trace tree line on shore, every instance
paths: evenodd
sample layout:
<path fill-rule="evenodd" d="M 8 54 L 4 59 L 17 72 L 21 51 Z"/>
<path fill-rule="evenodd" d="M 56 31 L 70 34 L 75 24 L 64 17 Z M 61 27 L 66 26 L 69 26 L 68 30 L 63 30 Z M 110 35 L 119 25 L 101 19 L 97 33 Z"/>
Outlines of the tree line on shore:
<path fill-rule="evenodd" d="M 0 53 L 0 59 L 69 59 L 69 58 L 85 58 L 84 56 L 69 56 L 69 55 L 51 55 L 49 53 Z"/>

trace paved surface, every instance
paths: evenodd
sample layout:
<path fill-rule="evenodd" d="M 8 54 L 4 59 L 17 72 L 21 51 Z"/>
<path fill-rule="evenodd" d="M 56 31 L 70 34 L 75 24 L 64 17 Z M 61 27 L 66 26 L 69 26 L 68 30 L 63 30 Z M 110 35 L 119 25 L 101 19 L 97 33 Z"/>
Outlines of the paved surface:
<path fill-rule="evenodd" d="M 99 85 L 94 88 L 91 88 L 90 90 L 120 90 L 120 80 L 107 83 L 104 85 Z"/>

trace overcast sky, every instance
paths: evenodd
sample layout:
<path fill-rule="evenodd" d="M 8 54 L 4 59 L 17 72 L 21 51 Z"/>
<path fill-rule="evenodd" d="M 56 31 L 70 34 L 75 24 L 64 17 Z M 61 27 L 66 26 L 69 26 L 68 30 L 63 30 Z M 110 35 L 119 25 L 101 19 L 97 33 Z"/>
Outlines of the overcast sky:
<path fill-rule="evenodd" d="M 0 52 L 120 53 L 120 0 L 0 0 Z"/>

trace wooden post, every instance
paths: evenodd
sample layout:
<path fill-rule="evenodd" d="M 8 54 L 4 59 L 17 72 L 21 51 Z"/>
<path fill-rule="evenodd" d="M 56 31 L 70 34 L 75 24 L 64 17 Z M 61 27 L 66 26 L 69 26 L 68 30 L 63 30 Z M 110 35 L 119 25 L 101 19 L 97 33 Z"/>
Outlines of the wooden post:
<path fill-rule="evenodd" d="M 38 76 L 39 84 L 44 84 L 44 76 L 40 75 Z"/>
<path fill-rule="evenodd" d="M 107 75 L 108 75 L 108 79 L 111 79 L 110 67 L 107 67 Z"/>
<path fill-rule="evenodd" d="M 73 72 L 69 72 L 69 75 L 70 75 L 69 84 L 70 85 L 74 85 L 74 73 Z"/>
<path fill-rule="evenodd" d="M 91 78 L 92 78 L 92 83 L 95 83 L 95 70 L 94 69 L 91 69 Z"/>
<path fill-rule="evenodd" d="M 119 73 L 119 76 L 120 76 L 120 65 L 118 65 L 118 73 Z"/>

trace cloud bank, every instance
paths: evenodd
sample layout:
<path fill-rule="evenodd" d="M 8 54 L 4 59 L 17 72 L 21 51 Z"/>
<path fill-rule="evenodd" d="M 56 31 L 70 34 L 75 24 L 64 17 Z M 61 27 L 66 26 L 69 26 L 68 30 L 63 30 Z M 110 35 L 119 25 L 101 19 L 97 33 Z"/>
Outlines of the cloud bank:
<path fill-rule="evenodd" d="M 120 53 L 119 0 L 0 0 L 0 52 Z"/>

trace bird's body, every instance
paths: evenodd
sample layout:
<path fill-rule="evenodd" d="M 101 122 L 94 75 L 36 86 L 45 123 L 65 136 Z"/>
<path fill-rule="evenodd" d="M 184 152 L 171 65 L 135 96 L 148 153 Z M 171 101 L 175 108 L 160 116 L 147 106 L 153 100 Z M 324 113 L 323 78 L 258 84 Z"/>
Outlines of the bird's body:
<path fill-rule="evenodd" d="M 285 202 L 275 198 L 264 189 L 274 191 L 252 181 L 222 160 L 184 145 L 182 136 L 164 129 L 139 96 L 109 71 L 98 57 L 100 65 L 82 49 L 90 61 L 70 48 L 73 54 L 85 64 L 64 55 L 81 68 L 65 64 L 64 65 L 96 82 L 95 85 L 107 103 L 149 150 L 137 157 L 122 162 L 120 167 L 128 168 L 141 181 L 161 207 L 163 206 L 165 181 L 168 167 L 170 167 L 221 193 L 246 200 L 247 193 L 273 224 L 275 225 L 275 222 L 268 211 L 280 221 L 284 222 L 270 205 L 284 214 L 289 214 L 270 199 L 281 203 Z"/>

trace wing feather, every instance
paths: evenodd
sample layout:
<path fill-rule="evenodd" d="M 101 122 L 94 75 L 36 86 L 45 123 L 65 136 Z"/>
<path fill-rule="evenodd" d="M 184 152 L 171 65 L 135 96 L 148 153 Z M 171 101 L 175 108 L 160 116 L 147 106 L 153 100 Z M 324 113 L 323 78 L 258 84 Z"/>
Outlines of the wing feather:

Written problem - Copy every line of all the items above, without changing a single character.

Exercise output -
trace tree line on shore, every instance
paths: evenodd
sample layout:
<path fill-rule="evenodd" d="M 8 54 L 4 59 L 17 72 L 21 51 Z"/>
<path fill-rule="evenodd" d="M 56 31 L 70 34 L 75 24 L 64 17 Z M 61 27 L 66 26 L 69 26 L 68 30 L 63 30 Z M 110 35 L 119 25 L 101 19 L 97 33 Z"/>
Outlines of the tree line on shore:
<path fill-rule="evenodd" d="M 0 53 L 0 59 L 69 59 L 69 58 L 85 58 L 84 56 L 69 56 L 69 55 L 51 55 L 49 53 Z"/>

trace paved surface, every instance
paths: evenodd
sample layout:
<path fill-rule="evenodd" d="M 8 54 L 4 59 L 17 72 L 21 51 Z"/>
<path fill-rule="evenodd" d="M 56 31 L 70 34 L 75 24 L 64 17 Z M 61 27 L 66 26 L 69 26 L 68 30 L 63 30 Z M 110 35 L 119 25 L 101 19 L 97 33 Z"/>
Outlines of the paved surface:
<path fill-rule="evenodd" d="M 99 85 L 94 88 L 91 88 L 90 90 L 120 90 L 120 80 L 107 83 L 104 85 Z"/>

trace overcast sky, every instance
paths: evenodd
sample layout:
<path fill-rule="evenodd" d="M 8 54 L 4 59 L 17 72 L 21 51 Z"/>
<path fill-rule="evenodd" d="M 56 31 L 70 34 L 75 24 L 64 17 Z M 61 27 L 66 26 L 69 26 L 68 30 L 63 30 Z M 110 35 L 119 25 L 101 19 L 97 33 Z"/>
Outlines of the overcast sky:
<path fill-rule="evenodd" d="M 0 52 L 120 53 L 120 0 L 0 0 Z"/>

trace wooden post, every instance
paths: evenodd
sample layout:
<path fill-rule="evenodd" d="M 8 54 L 4 59 L 17 72 L 21 51 Z"/>
<path fill-rule="evenodd" d="M 56 31 L 70 34 L 75 24 L 64 17 Z M 61 27 L 66 26 L 69 26 L 68 30 L 63 30 Z M 110 35 L 119 25 L 101 19 L 97 33 Z"/>
Outlines of the wooden post:
<path fill-rule="evenodd" d="M 38 76 L 39 84 L 44 84 L 44 76 L 40 75 Z"/>
<path fill-rule="evenodd" d="M 107 75 L 108 75 L 108 79 L 111 79 L 110 67 L 107 67 Z"/>
<path fill-rule="evenodd" d="M 73 72 L 69 72 L 69 75 L 70 75 L 69 84 L 70 85 L 74 85 L 74 73 Z"/>
<path fill-rule="evenodd" d="M 91 78 L 92 78 L 92 83 L 95 83 L 95 70 L 94 69 L 91 69 Z"/>
<path fill-rule="evenodd" d="M 119 73 L 119 76 L 120 76 L 120 65 L 118 65 L 118 73 Z"/>

trace cloud bank, every instance
paths: evenodd
sample layout:
<path fill-rule="evenodd" d="M 8 54 L 4 59 L 17 72 L 21 51 Z"/>
<path fill-rule="evenodd" d="M 56 31 L 70 34 L 75 24 L 64 17 Z M 61 27 L 66 26 L 69 26 L 68 30 L 63 30 Z M 110 35 L 119 25 L 101 19 L 97 33 Z"/>
Outlines of the cloud bank:
<path fill-rule="evenodd" d="M 120 53 L 119 0 L 0 0 L 0 52 Z"/>

trace bird's body, every instance
paths: evenodd
sample layout:
<path fill-rule="evenodd" d="M 101 122 L 94 75 L 36 86 L 45 123 L 65 136 Z"/>
<path fill-rule="evenodd" d="M 184 152 L 171 65 L 135 96 L 148 153 Z M 171 101 L 175 108 L 160 116 L 147 106 L 153 100 Z M 324 113 L 323 78 L 258 84 Z"/>
Outlines of the bird's body:
<path fill-rule="evenodd" d="M 285 202 L 275 198 L 264 189 L 274 191 L 252 181 L 222 160 L 184 145 L 182 136 L 164 129 L 139 96 L 109 71 L 98 57 L 100 65 L 82 49 L 90 61 L 70 48 L 73 54 L 85 64 L 64 55 L 81 68 L 65 64 L 64 65 L 96 82 L 95 85 L 107 103 L 149 150 L 137 157 L 122 162 L 120 167 L 128 168 L 141 181 L 161 207 L 163 206 L 165 181 L 168 167 L 170 167 L 221 193 L 246 200 L 247 193 L 273 224 L 275 225 L 275 222 L 268 211 L 280 221 L 284 222 L 270 205 L 284 214 L 289 214 L 270 199 L 281 203 Z"/>

trace wing feather, every instance
paths: evenodd
sample layout:
<path fill-rule="evenodd" d="M 101 122 L 94 75 L 36 86 L 45 123 L 65 136 Z"/>
<path fill-rule="evenodd" d="M 184 152 L 171 65 L 135 96 L 148 153 Z M 171 101 L 175 108 L 160 116 L 147 106 L 153 100 Z M 324 113 L 323 78 L 258 84 Z"/>
Outlines of the wing feather:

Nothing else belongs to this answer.